▶ Requirements
Return all of the data exactly, with nothing left out but the pictures.

[Begin]

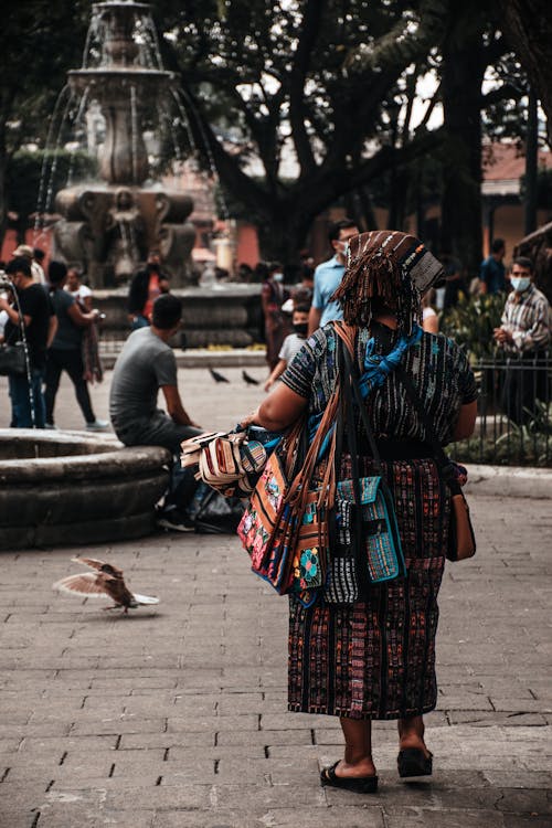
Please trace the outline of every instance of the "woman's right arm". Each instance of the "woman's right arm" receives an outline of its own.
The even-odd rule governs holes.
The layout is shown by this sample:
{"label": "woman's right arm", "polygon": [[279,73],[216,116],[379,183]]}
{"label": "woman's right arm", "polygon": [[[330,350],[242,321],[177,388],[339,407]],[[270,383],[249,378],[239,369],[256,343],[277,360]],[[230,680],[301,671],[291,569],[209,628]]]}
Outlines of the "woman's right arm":
{"label": "woman's right arm", "polygon": [[474,434],[477,416],[477,400],[461,406],[456,425],[453,428],[453,440],[466,439]]}
{"label": "woman's right arm", "polygon": [[242,420],[241,425],[259,425],[268,432],[282,432],[302,414],[307,399],[299,396],[283,382],[264,400],[258,408]]}
{"label": "woman's right arm", "polygon": [[83,314],[81,308],[78,307],[78,302],[73,302],[67,308],[67,316],[70,317],[71,321],[77,325],[79,328],[86,328],[88,325],[92,325],[97,316],[97,310],[91,310],[89,314]]}

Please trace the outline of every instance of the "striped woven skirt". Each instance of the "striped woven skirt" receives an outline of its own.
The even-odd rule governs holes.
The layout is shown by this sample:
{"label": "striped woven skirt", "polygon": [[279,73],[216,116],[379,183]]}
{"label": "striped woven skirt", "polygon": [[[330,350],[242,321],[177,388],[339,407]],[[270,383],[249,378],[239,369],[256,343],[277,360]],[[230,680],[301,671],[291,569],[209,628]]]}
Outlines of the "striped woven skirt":
{"label": "striped woven skirt", "polygon": [[[359,458],[361,475],[373,474]],[[344,461],[341,478],[350,477]],[[289,602],[290,711],[402,719],[436,704],[437,594],[449,503],[431,459],[383,463],[395,501],[406,578],[372,585],[351,605]]]}

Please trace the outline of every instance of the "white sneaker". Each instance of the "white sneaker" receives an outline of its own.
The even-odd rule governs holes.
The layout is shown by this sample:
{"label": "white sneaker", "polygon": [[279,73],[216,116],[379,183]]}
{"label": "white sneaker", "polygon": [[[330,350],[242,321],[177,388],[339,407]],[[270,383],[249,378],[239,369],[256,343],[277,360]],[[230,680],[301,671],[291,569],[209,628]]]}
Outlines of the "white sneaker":
{"label": "white sneaker", "polygon": [[86,423],[87,432],[106,432],[109,428],[107,420],[95,420],[94,423]]}
{"label": "white sneaker", "polygon": [[157,519],[157,526],[160,529],[168,529],[172,532],[194,532],[195,523],[187,514],[182,514],[178,509],[169,509],[161,512]]}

[End]

▶ Answer in full
Please trace the outline of every instance of the "woman's right arm". Each instance of the "woman's right arm" receives an outline of its own.
The even-odd rule governs holes.
The layout is shown by this sample:
{"label": "woman's right arm", "polygon": [[279,73],[216,116],[379,183]]}
{"label": "woman's right arm", "polygon": [[[330,350],[242,321],[177,388],[339,407]],[[270,383],[249,378],[239,369],[256,343],[277,360]],[[230,680],[301,671],[291,569],[209,628]]]}
Outlines of the "woman's right arm":
{"label": "woman's right arm", "polygon": [[474,434],[477,416],[477,400],[461,406],[456,425],[453,428],[453,440],[466,439]]}
{"label": "woman's right arm", "polygon": [[242,420],[241,425],[259,425],[268,432],[282,432],[302,414],[307,399],[299,396],[283,382],[264,400],[258,408]]}
{"label": "woman's right arm", "polygon": [[83,314],[81,308],[78,307],[78,302],[73,302],[67,308],[67,316],[70,317],[71,321],[77,325],[79,328],[86,328],[88,325],[92,325],[97,316],[97,310],[91,310],[89,314]]}

Please trace the outline of every instance of the "striped woven skirt". Each instance of the "striped woven skirt" receives an outline of its own.
The even-odd rule governs holes.
The layout is shown by this sample:
{"label": "striped woven skirt", "polygon": [[279,73],[216,116],[379,183]]}
{"label": "striped woven skirt", "polygon": [[[330,350],[242,321],[177,388],[339,407]],[[270,383],[249,378],[239,369],[256,343],[277,360]],[[230,680],[301,671],[291,569],[209,628]]]}
Outlines of the "striped woven skirt":
{"label": "striped woven skirt", "polygon": [[[359,458],[361,475],[373,474]],[[344,461],[341,478],[350,477]],[[289,602],[290,711],[402,719],[436,704],[437,594],[449,503],[431,459],[383,463],[395,501],[406,578],[372,585],[351,605]]]}

Please trace the outline of every instance of the "white sneaker". Each instance of the "white sneaker" receives an outline of its own.
The even-odd rule governs holes.
The layout is shown by this sample:
{"label": "white sneaker", "polygon": [[279,73],[216,116],[379,183]]}
{"label": "white sneaker", "polygon": [[[330,350],[242,321],[177,388],[339,407]],[[270,383],[249,378],[239,369],[256,343],[277,360]],[[230,680],[301,671],[291,569],[209,628]]]}
Outlines of the "white sneaker":
{"label": "white sneaker", "polygon": [[86,423],[87,432],[106,432],[109,428],[107,420],[95,420],[94,423]]}
{"label": "white sneaker", "polygon": [[157,519],[157,526],[160,529],[168,529],[172,532],[194,532],[195,523],[187,514],[182,514],[178,509],[169,509],[161,512]]}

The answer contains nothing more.